DOCUMENT TEXT
[BEGIN]

To dig deeper into this topic, I highly recommend Jake Miller's recent interview with Dr. Alec Couros in Season 1 Episode 22 of the Educational Duct Tape podcast. Topics include information overload, confirmation bias, fake news, etc.
http://tiny.cc/ebot9y
Best,
Michael
Here are a couple of relevant citations:
Bulger, M. & Davison, P. (2018). The promises, challenges, and futures of media literacy. Data & Society Available online: https://datasociety.net/pubs/oh/DataAndSociety_Media_Literacy_2018.pdf
McGrew, S., Breakstone, J., Ortega, T., Smith, M., & Wineburg, S. (2018). Can students evaluate online sources? Learning from assessments of civic online reasoning. Theory & Research in Social Education, 46(2), 165-193.

[END]

EXERCISE INSTRUCTIONS
1. Set down, word for word, the part of the media literacy post that opens with the words containing "http://tiny.cc/ebot9y" and closes with "Education, 46(2), 165-193.".
2. Render this sentence from the media literacy post in Spanish: "Topics include information overload, confirmation bias, fake news, etc."
None of the material is needed here.

PROVIDED MATERIAL
[BEGIN]

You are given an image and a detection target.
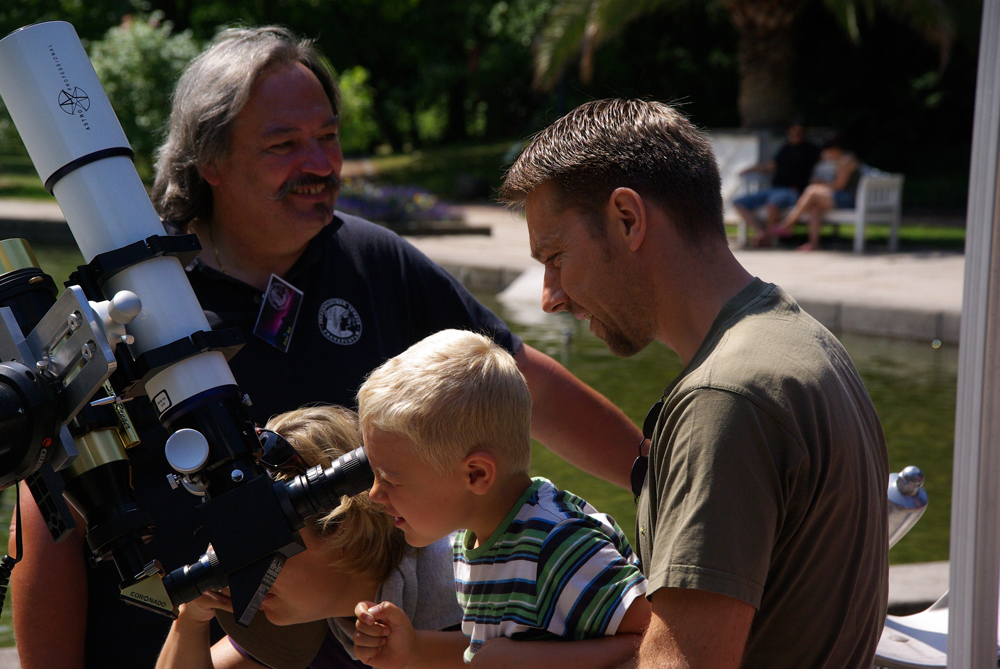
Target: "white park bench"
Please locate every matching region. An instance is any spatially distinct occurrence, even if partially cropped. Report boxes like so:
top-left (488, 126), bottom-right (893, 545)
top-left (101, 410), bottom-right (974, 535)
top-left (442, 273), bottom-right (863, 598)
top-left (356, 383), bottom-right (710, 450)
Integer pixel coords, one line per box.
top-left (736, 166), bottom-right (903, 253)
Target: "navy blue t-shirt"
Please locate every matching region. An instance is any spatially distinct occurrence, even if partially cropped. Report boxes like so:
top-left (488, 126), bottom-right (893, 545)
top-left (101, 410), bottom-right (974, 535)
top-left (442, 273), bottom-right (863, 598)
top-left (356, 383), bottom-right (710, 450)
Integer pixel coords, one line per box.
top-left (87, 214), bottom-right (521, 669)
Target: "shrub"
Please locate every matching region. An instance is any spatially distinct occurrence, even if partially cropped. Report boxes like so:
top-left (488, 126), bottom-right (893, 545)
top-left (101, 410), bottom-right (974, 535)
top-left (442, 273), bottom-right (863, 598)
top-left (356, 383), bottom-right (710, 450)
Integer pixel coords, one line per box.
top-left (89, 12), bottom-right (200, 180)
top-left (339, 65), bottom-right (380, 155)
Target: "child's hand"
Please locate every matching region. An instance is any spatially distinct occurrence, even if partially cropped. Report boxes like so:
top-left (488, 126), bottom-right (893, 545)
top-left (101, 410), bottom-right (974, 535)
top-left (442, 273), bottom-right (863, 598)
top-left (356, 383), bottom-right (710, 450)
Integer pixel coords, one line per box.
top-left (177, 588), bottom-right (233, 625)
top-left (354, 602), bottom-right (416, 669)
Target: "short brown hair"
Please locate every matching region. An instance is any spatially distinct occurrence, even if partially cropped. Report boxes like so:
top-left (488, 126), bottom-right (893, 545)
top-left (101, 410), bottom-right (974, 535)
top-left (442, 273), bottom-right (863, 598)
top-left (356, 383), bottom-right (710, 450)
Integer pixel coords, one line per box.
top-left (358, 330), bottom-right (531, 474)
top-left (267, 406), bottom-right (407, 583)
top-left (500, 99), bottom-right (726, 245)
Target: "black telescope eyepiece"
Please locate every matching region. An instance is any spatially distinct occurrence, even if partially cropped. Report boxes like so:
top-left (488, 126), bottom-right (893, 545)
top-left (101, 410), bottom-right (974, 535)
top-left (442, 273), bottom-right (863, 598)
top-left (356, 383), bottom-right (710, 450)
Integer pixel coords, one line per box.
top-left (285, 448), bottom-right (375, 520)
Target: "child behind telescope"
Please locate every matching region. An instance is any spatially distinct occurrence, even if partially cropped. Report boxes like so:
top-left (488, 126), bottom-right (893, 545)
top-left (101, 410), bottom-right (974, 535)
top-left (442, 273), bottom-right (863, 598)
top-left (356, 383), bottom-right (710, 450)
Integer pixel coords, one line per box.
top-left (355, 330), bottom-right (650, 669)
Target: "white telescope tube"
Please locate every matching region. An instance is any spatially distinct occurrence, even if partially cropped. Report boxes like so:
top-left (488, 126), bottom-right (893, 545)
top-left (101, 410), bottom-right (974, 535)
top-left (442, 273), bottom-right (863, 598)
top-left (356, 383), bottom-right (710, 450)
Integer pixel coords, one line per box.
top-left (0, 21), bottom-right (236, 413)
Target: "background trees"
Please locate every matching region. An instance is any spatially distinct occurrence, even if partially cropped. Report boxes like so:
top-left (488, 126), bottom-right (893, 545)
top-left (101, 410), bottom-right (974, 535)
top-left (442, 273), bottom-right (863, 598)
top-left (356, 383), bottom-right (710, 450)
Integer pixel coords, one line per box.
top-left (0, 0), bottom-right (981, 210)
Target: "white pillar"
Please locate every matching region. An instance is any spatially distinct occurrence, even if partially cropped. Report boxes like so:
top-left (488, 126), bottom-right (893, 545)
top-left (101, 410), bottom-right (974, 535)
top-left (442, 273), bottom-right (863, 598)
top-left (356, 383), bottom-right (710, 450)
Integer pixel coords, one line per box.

[END]

SOLUTIONS BELOW
1.
http://tiny.cc/ebot9y
Best,
Michael
Here are a couple of relevant citations:
Bulger, M. & Davison, P. (2018). The promises, challenges, and futures of media literacy. Data & Society Available online: https://datasociety.net/pubs/oh/DataAndSociety_Media_Literacy_2018.pdf
McGrew, S., Breakstone, J., Ortega, T., Smith, M., & Wineburg, S. (2018). Can students evaluate online sources? Learning from assessments of civic online reasoning. Theory & Research in Social Education, 46(2), 165-193.

2. Los temas incluyen la sobrecarga de información, el sesgo de confirmación, las noticias falsas, etc.